▸ Exercises:
**1.** Answer these from the mindful parenting article:
(a) Who wrote the article?
(b) Which book by Viktor Frankl does the article quote?
(c) In the quote from Daniel J. Siegel, what do children's brains mirror as they develop?
**2.** Copy the stretch of rows from the line containing "Target — camera icon" through the end of the rows, swapping "pineapple wedge" for "pineapple chunk" and keeping everything else the same.

The Power of Mindful Parenting
Written by Scott Spradlin, LPC, LMAC

The Power Parents Possess

We all know the power parents possess by way of their influence on us. Whether we come from a family wrecked in the chaos of parental neglect and abuse, or if we come from a lovely thriving family rich with security and validation, we know, the apple doesn’t fall from the tree. Invalidating environments that ignore or punish children’s emotional experiences, and more so their expressions of painful emotions undermine their confidence and leave them bereft of emotion regulation skills. Emotion coaching families, on the other hand, tend to accept the emotional lives and expressions of their children which nourishes self-confidence and secure attachments within the family. Children who are validated by emotion coaching parents tend to grow up to be healthy, integrated persons who go on to form their own meaningful and lasting friendships and families of their own.

“As children develop, their brains ‘mirror’ their parent’s brain. In other words, the parent’s own growth and development, or lack of those, impact the child’s brain. As parents become more aware and emotionally healthy, their children reap the rewards and move toward health as well.”

— Daniel J. Siegel, MD, The Whole-Brain Child: 12 Revolutionary Strategies to Nurture Your Child’s Developing Mind, Survive Everyday Parenting Struggles, and Help Your Family Thrive

Embracing the Power of Parenting

As we grow into adulthood and have our own children, or become stepparents, we can embrace our roles as parents and cultivate the powers we have to nurture our kids toward love, meaning, and connection. Starting from birth onward, if we exercise intention, we can increase our skills in nurturing our children with validation, skills training, and limit setting.

The following practices can be helpful in learning how to connect with our children and will help us to embody the love we have for our children. And love is, as Viktor Frankl writes: “…the only way to grasp another human being in the innermost core of his personality. No one can become fully aware of the very essence of another human being unless he loves him.” He goes on further to say in the same entry from Man’s Search for Meaning, that the loving person has a profound influence on the beloved. In this case, imagine that he is speaking to us about our love for our children, as he writes, “Furthermore, by his love, the loving person enables the beloved person to actualize these potentialities. By making him aware of what he can be and of what he should become, he makes these potentialities come true.”

All of us parents, stepparents, or grandparents care for our children. And in our hearts, each of us wants to love well and rigorously. Even when we fail to put love into action, the truth remains: we want to love our children with embodied tenderness. And whatever our present emotion coaching skill set happens to be, whether excellent or poor, we can do better. We can grow our skills as we grow our kids. We can grow with them. Fallibly and surely.

▸ Data shown:
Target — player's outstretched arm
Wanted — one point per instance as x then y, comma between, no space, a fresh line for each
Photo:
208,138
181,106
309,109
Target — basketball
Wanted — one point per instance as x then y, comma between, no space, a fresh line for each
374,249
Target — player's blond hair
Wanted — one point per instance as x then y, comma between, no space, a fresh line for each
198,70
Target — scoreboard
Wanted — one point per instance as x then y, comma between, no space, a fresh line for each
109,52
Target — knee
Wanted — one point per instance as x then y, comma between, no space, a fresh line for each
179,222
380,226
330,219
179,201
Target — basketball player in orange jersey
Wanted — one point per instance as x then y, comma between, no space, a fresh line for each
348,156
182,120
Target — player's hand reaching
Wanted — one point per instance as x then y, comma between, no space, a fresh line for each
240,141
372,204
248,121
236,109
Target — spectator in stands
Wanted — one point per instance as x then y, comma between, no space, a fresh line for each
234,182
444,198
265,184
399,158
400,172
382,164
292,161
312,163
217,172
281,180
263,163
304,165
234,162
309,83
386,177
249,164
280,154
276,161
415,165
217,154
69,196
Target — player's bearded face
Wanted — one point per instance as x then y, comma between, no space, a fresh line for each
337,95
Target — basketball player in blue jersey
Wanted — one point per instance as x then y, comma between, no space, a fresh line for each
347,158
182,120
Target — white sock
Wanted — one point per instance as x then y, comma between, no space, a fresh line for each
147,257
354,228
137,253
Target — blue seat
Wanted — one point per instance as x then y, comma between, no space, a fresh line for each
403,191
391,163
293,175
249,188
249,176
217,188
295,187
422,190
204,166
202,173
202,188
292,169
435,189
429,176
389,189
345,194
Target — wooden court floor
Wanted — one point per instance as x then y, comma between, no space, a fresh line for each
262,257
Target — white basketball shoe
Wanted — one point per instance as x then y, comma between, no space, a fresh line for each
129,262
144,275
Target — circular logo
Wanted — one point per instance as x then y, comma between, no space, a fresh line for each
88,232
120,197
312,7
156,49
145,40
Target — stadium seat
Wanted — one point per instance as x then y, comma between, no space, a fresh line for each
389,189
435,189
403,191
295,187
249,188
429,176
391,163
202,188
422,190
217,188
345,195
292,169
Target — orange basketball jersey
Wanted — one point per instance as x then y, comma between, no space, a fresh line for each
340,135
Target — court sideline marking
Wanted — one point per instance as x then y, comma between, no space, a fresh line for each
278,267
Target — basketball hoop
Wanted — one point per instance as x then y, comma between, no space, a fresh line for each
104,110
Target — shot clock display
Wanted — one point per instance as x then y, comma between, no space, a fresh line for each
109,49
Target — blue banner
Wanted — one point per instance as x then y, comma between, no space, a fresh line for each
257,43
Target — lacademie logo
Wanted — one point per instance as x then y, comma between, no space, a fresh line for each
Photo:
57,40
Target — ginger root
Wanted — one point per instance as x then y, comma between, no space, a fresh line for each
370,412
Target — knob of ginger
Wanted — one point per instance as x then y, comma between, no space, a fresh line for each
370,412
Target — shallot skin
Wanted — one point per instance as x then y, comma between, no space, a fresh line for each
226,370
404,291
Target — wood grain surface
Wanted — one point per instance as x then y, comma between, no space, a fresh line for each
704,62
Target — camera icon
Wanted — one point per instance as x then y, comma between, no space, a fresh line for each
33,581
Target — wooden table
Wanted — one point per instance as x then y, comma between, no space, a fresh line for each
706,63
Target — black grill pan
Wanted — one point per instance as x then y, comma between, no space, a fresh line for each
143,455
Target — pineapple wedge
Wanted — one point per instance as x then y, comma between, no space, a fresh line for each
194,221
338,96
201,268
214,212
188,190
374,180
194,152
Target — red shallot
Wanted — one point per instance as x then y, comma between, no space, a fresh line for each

▸ Full answers:
**1.**
(a) Scott Spradlin, LPC, LMAC
(b) Man's Search for Meaning
(c) Their parent's brain

**2.**
Target — camera icon
Wanted — one point per instance as x then y, comma between, no space, a fresh line for each
33,581
Target — wooden table
Wanted — one point per instance as x then y, comma between, no space, a fresh line for each
706,63
Target — black grill pan
Wanted — one point per instance as x then y, comma between, no space, a fresh line for each
143,455
Target — pineapple chunk
Wanted — one point per instance as x then y, comma between, no space, a fresh line for each
194,221
338,96
201,268
214,212
188,190
374,180
194,152
Target — red shallot
Wanted — one point per instance as x then y, comma between, no space, a fresh line for each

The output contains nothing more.